[Pointing records]
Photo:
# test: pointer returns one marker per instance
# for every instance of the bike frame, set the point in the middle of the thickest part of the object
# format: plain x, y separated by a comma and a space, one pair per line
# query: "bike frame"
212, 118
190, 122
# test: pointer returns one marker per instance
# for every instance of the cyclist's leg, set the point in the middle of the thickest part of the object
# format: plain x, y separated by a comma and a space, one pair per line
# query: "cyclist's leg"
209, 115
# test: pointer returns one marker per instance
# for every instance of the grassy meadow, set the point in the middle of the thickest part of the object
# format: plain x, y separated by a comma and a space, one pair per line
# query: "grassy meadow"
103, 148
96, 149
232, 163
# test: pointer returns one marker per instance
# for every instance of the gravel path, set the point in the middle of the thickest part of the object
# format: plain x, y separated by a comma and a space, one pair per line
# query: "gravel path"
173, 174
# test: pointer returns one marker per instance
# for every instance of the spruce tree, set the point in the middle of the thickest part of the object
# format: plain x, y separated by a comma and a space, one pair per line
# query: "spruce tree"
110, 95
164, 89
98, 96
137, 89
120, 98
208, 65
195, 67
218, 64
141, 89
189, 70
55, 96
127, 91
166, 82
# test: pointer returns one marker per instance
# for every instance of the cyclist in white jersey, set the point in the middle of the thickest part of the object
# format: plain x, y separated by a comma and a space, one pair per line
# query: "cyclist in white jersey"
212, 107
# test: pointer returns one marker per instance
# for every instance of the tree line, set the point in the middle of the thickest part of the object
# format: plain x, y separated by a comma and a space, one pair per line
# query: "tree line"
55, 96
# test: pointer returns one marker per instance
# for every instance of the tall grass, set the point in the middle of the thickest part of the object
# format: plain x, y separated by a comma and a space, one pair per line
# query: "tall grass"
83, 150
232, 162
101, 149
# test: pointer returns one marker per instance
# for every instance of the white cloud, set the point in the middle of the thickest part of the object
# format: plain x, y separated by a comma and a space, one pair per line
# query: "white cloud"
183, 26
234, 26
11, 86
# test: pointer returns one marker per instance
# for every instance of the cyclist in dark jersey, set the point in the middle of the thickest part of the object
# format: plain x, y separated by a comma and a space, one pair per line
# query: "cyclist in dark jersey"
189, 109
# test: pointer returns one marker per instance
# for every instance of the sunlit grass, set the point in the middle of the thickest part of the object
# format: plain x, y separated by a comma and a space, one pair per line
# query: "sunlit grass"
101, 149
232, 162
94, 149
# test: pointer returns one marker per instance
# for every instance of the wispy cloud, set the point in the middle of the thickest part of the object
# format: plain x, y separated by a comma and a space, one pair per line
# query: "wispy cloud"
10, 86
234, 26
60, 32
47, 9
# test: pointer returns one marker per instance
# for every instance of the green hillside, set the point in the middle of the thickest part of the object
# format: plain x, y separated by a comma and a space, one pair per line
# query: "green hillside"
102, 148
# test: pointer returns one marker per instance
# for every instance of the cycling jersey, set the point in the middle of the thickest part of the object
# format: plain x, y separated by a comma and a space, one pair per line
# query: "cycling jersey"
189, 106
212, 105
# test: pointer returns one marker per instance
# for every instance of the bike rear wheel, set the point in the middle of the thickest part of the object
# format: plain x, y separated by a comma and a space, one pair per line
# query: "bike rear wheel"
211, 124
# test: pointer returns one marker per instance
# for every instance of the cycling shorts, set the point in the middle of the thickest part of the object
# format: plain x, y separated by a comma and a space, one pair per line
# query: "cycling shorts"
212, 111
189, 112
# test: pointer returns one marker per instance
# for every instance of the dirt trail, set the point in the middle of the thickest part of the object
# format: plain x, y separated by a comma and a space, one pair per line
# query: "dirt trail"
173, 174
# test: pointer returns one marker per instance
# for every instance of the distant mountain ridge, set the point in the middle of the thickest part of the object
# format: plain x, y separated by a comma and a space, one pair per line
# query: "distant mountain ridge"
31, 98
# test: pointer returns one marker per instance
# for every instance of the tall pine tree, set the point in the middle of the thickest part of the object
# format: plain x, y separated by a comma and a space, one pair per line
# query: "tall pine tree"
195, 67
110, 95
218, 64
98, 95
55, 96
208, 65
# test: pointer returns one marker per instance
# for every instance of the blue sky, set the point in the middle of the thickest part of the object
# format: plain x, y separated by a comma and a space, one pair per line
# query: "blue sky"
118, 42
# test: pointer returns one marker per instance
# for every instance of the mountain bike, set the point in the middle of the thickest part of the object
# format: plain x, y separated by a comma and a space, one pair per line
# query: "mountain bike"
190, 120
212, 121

Problem to work on:
Please give back all of the records exactly as written.

Final result:
Photo:
# test: pointer returns one marker per instance
# for every instance of the bike frame, set the point in the middle of the thickest part of the object
# format: plain x, y separated by a comma and a space, one pair per line
# query: "bike frame"
212, 118
190, 122
# test: pointer returns one marker per instance
# for every instance of the cyclist's leg, set the point in the middle of the thickest part of the object
# format: plain x, y separated by a comma and a space, one pair per line
# query: "cyclist's leg"
209, 115
# test: pointer returns one marker per instance
# for every instance of the grassy meadow, set the point in the middle of the thickest part of the object
# format: plain x, y separated by a comma and a space, one pair per line
# query: "grassy meadow"
103, 148
96, 149
232, 163
# test: pointer returns one marker per instance
# for every instance of the gravel path, set the point in the middle of the thickest part of the object
# format: plain x, y separated by a comma and a space, one pair per line
# query: "gravel path"
173, 174
# test: pointer returns one marker per instance
# for every instance of the spruce tree, set the point in the middle of the thickest part of the object
# format: plain x, y separated by a comma and a space, one pair per line
# query: "spruce tree"
110, 95
164, 89
98, 96
137, 89
120, 98
208, 65
195, 67
218, 64
141, 89
189, 70
55, 96
127, 91
166, 82
# test: pointer returns one marker per instance
# for every instance of the cyclist in white jersey, set the point in the middle of the thickest part of the object
# format: plain x, y separated by a comma and a space, one pair per line
# query: "cyclist in white jersey"
212, 107
# test: pointer returns one marker per instance
# for every instance of the tree line, set the point in the middle of the thickest part of the object
# format: plain x, y separated by a comma and a space, one pair per line
# query: "tree line"
55, 96
# test: pointer returns one marker per instance
# for every instance of the tall grass, set the point in the middle of the thickest part of the object
# format: plain x, y separated by a comma and a space, one pair per line
# query: "tall grass"
83, 150
232, 162
101, 149
# test: pointer returns one marker per instance
# for every instance of the white cloud, set the point in the middle of the thickest part of the object
# format: plain x, y separated by a comma and a space, one pair per line
# query: "white cloud"
183, 26
234, 26
11, 86
# test: pointer returns one marker per instance
# for every instance of the cyclist in dark jersey, set the point in the middle of the thickest part of the object
# format: plain x, y separated by a comma and a space, one pair per line
# query: "cyclist in dark jersey"
189, 109
# test: pointer returns one marker per instance
# for every instance of the sunlit grass, set the point in the middle of the thickest part of the object
# format: plain x, y separated by a comma and a space, one pair per line
# query: "sunlit grass"
101, 149
232, 162
94, 149
# test: pointer returns one marker per instance
# for every instance of the wispy cloud, set the point in the middle of the thickest part of the object
# format: plain x, y separated by a comma and a space, one pair per line
# query: "wispy cloud"
10, 86
234, 26
60, 32
47, 9
# test: pointer returns one marker per instance
# for every instance of the green hillside, set the point in the middle of the thickest part of the object
# format: plain x, y separated by a comma and a space, one pair per line
# query: "green hillside"
102, 148
# test: pointer returns one marker per instance
# for every instance of the cycling jersey, set the point in the middle of the thickest part of the object
# format: plain x, y separated by a comma and a space, one pair per line
# query: "cycling jersey"
189, 106
212, 105
# test: pointer returns one marker per instance
# for every instance of the bike rear wheel, set the point in the middle of the thickest part of the object
# format: plain x, y separated by a comma and a space, one pair per line
# query: "bike rear wheel"
211, 124
# test: pointer returns one marker per instance
# for every instance of the cycling shorts, set the point in the middle of the thickest part of the object
# format: plain x, y separated by a comma and a space, one pair per line
# query: "cycling shorts"
212, 111
189, 112
# test: pointer returns one marker per instance
# for every instance of the dirt trail, set the point in the middle of the thickest part of the object
# format: plain x, y separated by a comma and a space, one pair per line
# query: "dirt trail"
173, 174
# test: pointer returns one marker per instance
# for every instance of the distant mountain ridge, set the point in the middle of the thickest part of the object
# format: plain x, y separated by a comma and a space, one pair per line
# query: "distant mountain ridge"
31, 98
# test: pointer returns one marker per instance
# for every instance of the tall pine tree, set the point in the middle of the thickest part of the object
# format: plain x, y separated by a comma and a space, one pair per line
# query: "tall pine tree"
195, 67
110, 95
218, 64
98, 95
55, 96
208, 65
# test: pointer returns one marker per instance
# for every instance of the blue sky, set the point in the middle of the thickest part of the object
# format: plain x, y separated by a comma and a space, one pair per line
# query: "blue sky"
118, 42
# test: pointer returns one marker per instance
# for every instance of the mountain bike, set the point in the middle of the thickest part of the object
# format: plain x, y separated by a comma and a space, one pair per line
# query: "mountain bike"
190, 120
212, 121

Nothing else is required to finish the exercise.